2016-08-22 Thread Christian König
Am 22.08.2016 um 11:44 schrieb Marek Szyprowski:
> Dear all,
>
> This is the initial proposal for extending DRM API with generic support for
> hardware modules, which can be used for processing image data from the one
> memory buffer to another. Typical memory-to-memory operations are:
> rotation, scaling, colour space conversion or mix of them. In this proposal
> I named such hardware modules a framebuffer processors.
>
> Embedded SoCs are known to have a number of hardware blocks, which perform
> such operations. They can be used in paralel to the main GPU module to
> offload CPU from processing grapics or video data. One of example use of
> such modules is implementing video overlay, which usually requires color
> space conversion from NV12 (or similar) to RGB32 color space and scaling to
> target window size.
>
> Till now there was no generic, hardware independent API for performing such
> operations. Exynos DRM driver has its own custom extension called IPP
> (Image Post Processing), but frankly speaking, it is over-engineered and not
> really used in open-source. I didn't indentify similar API in other DRM
> drivers, besides those which expose complete support for the whole GPU.

Well there are good reasons why we don't have hardware independent 
command submission.

We already tried approaches like this and they didn't worked very well 
and are generally a pain to get right.

So my feeling goes into the direction of a NAK, especially since you 
didn't explained in this mail why there is need for a common API.

Regards,
Christian.

→ **To do**
1 > In the DRM thread, what is the name of the Exynos DRM driver's own custom extension?
2 > Copy the part of the DRM thread starting at "Well there are" and ending at "a common API.".
3 > Continue the DRM thread about framebuffer processors from where it stops.
The lines after this point are separate material, apart from the DRM thread.

→ **Data entries**
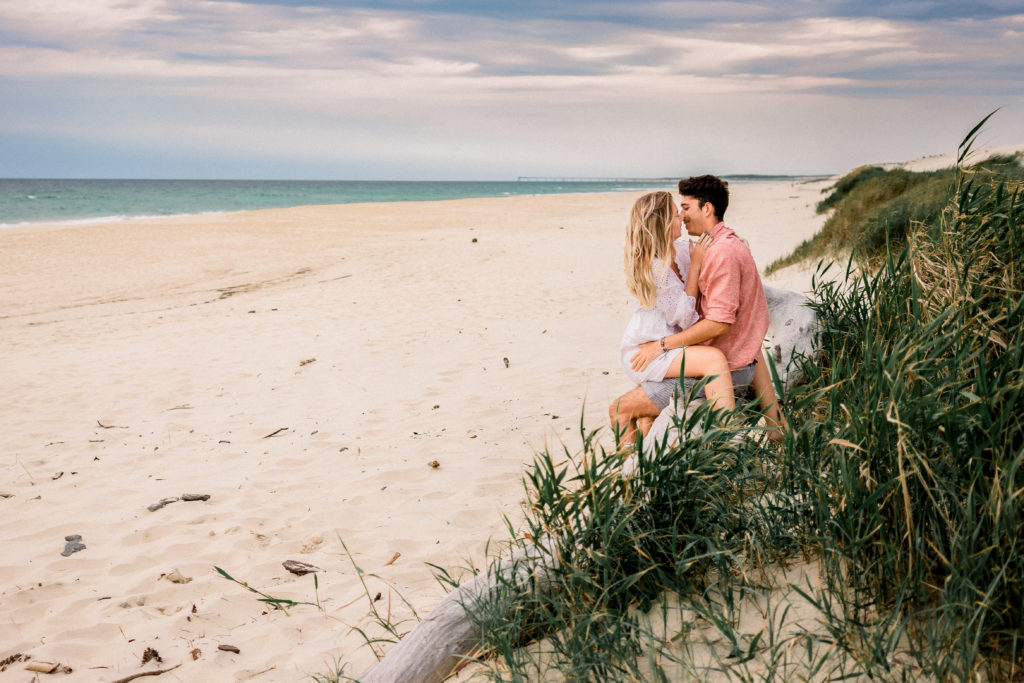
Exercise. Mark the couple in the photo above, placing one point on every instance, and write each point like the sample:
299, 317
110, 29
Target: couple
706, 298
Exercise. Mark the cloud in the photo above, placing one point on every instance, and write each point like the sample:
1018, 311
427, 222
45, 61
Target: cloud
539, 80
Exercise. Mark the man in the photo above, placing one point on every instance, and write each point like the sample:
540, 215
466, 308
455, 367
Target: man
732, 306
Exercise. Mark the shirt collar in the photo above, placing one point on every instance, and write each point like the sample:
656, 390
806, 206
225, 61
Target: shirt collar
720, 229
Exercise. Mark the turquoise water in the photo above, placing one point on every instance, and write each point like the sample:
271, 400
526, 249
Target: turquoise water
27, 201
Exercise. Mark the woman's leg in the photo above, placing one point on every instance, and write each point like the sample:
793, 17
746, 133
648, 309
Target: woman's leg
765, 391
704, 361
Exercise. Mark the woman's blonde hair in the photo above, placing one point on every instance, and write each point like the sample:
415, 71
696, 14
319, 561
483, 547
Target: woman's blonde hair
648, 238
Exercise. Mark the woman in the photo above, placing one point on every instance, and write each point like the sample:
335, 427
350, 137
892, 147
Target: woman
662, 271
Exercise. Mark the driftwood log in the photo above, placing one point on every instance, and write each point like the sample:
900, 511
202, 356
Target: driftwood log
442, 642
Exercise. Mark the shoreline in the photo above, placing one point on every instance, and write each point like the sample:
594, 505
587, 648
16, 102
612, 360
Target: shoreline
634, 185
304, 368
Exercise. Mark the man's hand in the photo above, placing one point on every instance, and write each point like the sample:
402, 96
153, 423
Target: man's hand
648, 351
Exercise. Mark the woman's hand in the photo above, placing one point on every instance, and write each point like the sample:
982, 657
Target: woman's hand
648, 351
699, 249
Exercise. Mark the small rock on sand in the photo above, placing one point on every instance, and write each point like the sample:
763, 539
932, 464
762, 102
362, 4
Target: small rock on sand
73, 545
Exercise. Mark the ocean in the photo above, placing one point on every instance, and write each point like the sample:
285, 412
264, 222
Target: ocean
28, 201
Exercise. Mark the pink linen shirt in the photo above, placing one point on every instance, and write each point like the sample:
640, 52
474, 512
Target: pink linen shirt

→ **Answers in order**
1 > IPP (Image Post Processing).

2 >
Well there are good reasons why we don't have hardware independent 
command submission.

We already tried approaches like this and they didn't worked very well 
and are generally a pain to get right.

So my feeling goes into the direction of a NAK, especially since you 
didn't explained in this mail why there is need for a common API.

3 >
>
> However, the need for commmon API has been already mentioned on the mailing
> list. Here are some example threads:
> 1. "RFC: hardware accelerated bitblt using dma engine"
> http://www.spinics.net/lists/dri-devel/msg114250.html
> 2. "[PATCH 00/25] Exynos DRM: new life of IPP (Image Post Processing) 
> subsystem"
> https://lists.freedesktop.org/archives/dri-devel/2015-November/094115.html
> https://lists.freedesktop.org/archives/dri-devel/2015-November/094533.html
>
> The proposed API is heavily inspired by atomic KMS approach - it is also
> based on DRM objects and their properties. A new DRM object is introduced:
> framebuffer processor (called fbproc for convenience). Such fbproc objects
> have a set of standard DRM properties, which describes the operation to be
> performed by respective hardware module. In typical case those properties
> are a source fb id and rectangle (x, y, width, height) and destination fb
> id and rectangle. Optionally a rotation property can be also specified if
> supported by the given hardware. To perform an operation on image data,
> userspace provides a set of properties and their values for given fbproc
> object in a similar way as object and properties are provided for
> performing atomic page flip / mode setting.
>
> The proposed API consists of the 3 new ioctls:
> - DRM_IOCTL_MODE_GETFBPROCRESOURCES: to enumerate all available fbproc
>objects,
> - DRM_IOCTL_MODE_GETFBPROC: to query capabilities of given fbproc object,
> - DRM_IOCTL_MODE_FBPROC: to perform operation described by given property
>set.
>
> The proposed API is extensible. Drivers can attach their own, custom
> properties to add support for more advanced picture processing (for example
> blending).
>
> Please note that this API is intended to be used for simple memory-to-memory
> image processing hardware not the full-blown GPU blitters, which usually
> have more features. Typically blitters provides much more operations beside
> simple pixel copying and operate best if its command queue is controlled from
> respective dedicated code in userspace.
>
> The patchset consist of 4 parts:
> 1. generic code for DRM core for handling fbproc objects and ioctls
> 2. example, quick conversion of Exynos Rotator driver to fbproc API
> 3. libdrm extensions for handling fbproc objects
> 4. simple example of userspace code for performing 180 degree rotation of the
> framebuffer
>
> Patches were tested on Exynos 4412-based Odroid U3 board, on top
> of Linux v4.8-rc1 kernel.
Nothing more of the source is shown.